Heitor Scalambrini Costa
Professor da Universidade Federal de Pernambuco
O
Brasil detém, sozinho, 16% do total das reservas de água doce do
planeta. Possui em seu território o maior rio e o segundo maior aquífero
subterrâneo do mundo. Além de apresentar índices recordes de chuva.
Mesmo assim suas maiores cidades sofrem racionamento, pois o Brasil não
usa nem 1% do seu potencial de água doce e as grandes metrópoles
enfrentam colapso no abastecimento deste bem tão precioso.
A
explicação é uma só: o mau gerenciamento dos recursos hídricos pelo
poder público – em todas as esferas de atuação. Não há proteção das
nascentes, que sofrem com o desmatamento, e nem dos reservatórios
naturais. Os rios estão degradados; os índices de perda de água nas
empresas são assustadores; há um desperdício muito grande por parte da
população, e na agricultura, onde ocorre mais de 70% do consumo, ainda
se utiliza tecnologias do século passado – tudo contribui para o
desperdício de água e o consumo excessivo de energia.

→ **Tarefas**
#1 Segundo o trecho sobre a água no Brasil, qual percentual do total das reservas de água doce do planeta o país detém?
#2 Resuma em duas frases o trecho sobre a água doce no Brasil.
#3 Prossiga a redação do texto sobre a gestão da água no Brasil a partir do ponto em que ele termina.
As linhas a seguir não guardam relação com o trecho selecionado.

→ **Informações exibidas**
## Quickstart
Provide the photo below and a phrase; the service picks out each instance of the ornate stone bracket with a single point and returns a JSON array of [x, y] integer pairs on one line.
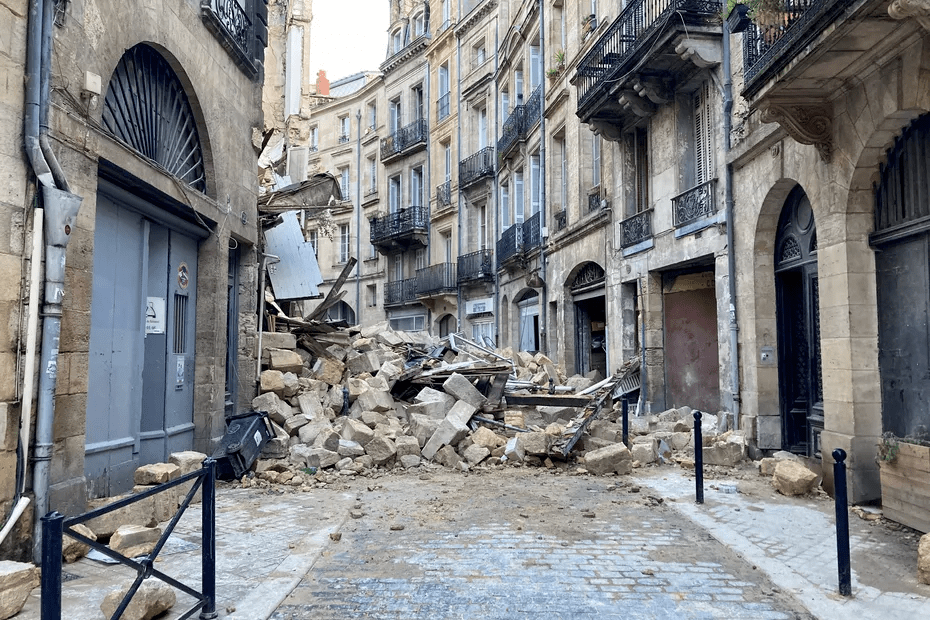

==

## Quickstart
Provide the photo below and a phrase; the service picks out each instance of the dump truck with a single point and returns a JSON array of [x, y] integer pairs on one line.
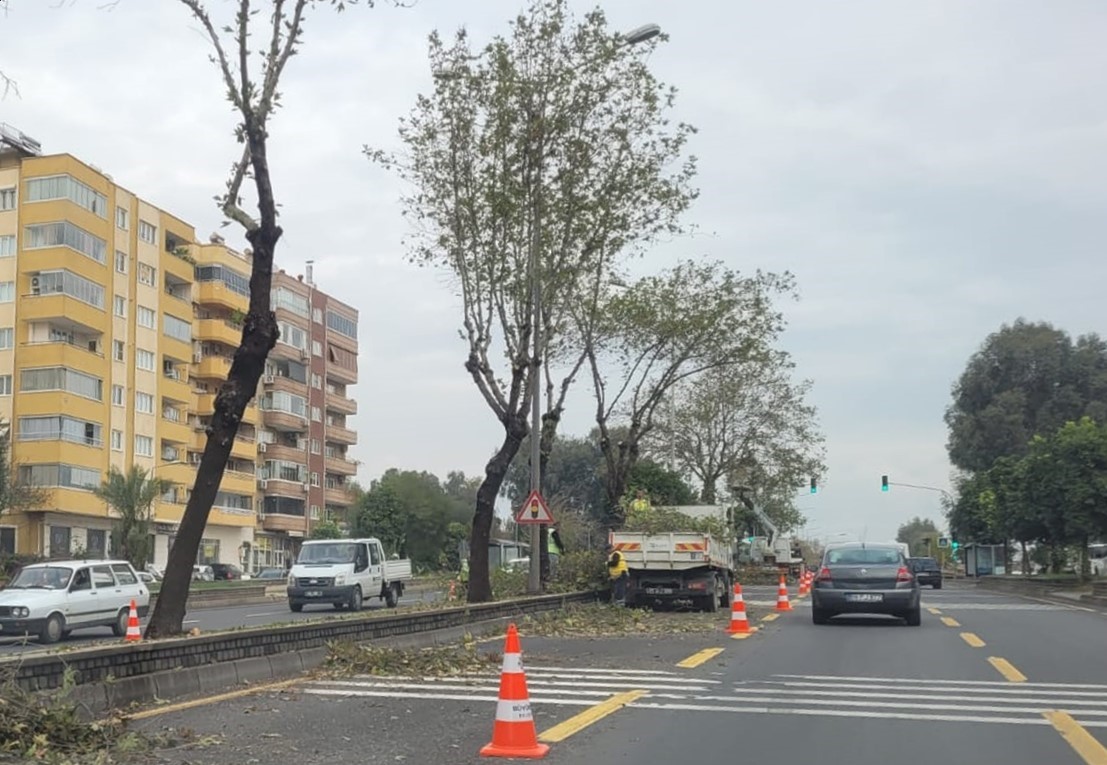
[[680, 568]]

→ **Respostas por tarefa**
#1 16% do total das reservas de água doce do planeta.

#2 O Brasil detém 16% das reservas de água doce do planeta, o maior rio e o segundo maior aquífero subterrâneo do mundo, mas suas maiores cidades sofrem racionamento e colapso no abastecimento. A explicação apontada é o mau gerenciamento dos recursos hídricos pelo poder público, agravado pela falta de proteção das nascentes e dos reservatórios, pela degradação dos rios, pelas perdas nas empresas, pelo desperdício da população e pelo uso de tecnologias do século passado na agricultura.

#3
Obviamente
a mercantilização da água tem provocado situações surrealistas. As
empresas de água vão muito bem do ponto de vista financeiro, todavia a
população acaba sofrendo as consequências de políticas voltadas a
satisfazer os interesses dos acionistas (geralmente minoritários nas
companhias), ávidos por dividendos crescentes.
Vejamos o
caso da Compesa – Companhia Pernambucana de Saneamento – que se ocupa
com acesso à água e com o esgotamento sanitário em praticamente todos os
municípios do Estado de Pernambuco.
Criada em 29 de julho de 1971, pela lei estadual no 6307,
é uma empresa de economia mista de direito privado, vinculada ao
Governo do Estado de Pernambuco por meio da Secretaria de Recursos
Hídricos e Energéticos. Tem como acionista majoritário o próprio Governo
do Estado, que detém pouco menos de 80% das ações da companhia.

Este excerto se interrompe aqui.